Pick out every line in the records below that contains the word "window", and copy each one in full.
..........
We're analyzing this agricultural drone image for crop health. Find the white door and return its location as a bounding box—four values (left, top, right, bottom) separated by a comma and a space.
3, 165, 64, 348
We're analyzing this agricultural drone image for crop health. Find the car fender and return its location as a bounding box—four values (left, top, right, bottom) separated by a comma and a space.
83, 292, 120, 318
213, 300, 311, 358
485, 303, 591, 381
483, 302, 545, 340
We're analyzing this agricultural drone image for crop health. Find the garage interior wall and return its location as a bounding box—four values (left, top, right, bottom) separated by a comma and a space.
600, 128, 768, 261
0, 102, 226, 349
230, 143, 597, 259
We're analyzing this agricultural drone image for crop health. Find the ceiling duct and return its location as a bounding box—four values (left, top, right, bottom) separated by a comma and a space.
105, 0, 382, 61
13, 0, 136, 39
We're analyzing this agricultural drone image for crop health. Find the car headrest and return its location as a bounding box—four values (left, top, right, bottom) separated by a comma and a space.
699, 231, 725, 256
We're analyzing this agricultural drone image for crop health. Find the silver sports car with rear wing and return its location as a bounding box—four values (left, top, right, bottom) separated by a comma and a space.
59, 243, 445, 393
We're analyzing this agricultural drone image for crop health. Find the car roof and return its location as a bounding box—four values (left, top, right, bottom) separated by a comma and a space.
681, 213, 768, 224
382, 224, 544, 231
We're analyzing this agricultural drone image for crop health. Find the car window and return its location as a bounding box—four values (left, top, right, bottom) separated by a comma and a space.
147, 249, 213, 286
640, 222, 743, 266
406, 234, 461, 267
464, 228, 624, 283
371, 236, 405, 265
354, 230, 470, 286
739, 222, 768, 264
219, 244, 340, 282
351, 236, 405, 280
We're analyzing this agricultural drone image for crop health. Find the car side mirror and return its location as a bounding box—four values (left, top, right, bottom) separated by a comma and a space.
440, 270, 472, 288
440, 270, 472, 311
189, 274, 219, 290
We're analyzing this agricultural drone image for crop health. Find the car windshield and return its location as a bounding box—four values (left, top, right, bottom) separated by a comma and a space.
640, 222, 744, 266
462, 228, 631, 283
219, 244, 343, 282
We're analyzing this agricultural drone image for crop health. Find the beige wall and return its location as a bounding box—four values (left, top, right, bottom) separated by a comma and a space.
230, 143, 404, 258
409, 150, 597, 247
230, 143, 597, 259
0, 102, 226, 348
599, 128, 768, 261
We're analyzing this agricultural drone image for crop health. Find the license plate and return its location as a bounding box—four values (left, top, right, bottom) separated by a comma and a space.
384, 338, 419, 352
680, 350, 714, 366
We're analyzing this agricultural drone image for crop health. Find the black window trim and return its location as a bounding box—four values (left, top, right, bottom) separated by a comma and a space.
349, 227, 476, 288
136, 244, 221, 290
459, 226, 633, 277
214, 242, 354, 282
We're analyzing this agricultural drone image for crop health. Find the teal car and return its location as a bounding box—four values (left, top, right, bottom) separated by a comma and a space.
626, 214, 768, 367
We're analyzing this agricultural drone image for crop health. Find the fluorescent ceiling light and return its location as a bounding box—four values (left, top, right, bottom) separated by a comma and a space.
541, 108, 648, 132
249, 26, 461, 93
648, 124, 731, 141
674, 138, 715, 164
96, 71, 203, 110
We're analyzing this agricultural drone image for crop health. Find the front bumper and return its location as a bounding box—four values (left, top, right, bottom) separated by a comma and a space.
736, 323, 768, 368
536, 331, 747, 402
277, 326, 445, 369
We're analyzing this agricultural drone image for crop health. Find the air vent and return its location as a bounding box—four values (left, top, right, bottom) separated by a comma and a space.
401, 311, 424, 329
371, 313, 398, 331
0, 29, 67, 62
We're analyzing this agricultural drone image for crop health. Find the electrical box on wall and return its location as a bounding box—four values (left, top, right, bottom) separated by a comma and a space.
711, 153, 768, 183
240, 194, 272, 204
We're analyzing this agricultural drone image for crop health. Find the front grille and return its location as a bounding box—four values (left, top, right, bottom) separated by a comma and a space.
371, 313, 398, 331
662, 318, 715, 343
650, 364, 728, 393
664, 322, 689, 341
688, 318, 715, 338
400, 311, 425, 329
..........
## Solution to this exercise
We're analyzing this agricultural drone image for crop health. Find the car window and return its location as a bounding box—four values (left, top, right, bottom) separated by a comma and a space.
We're analyzing this agricultural drone image for crop health. Find the black window trim and return its location as a bounding box—four values (left, top, right, bottom) separated by a comma and a space.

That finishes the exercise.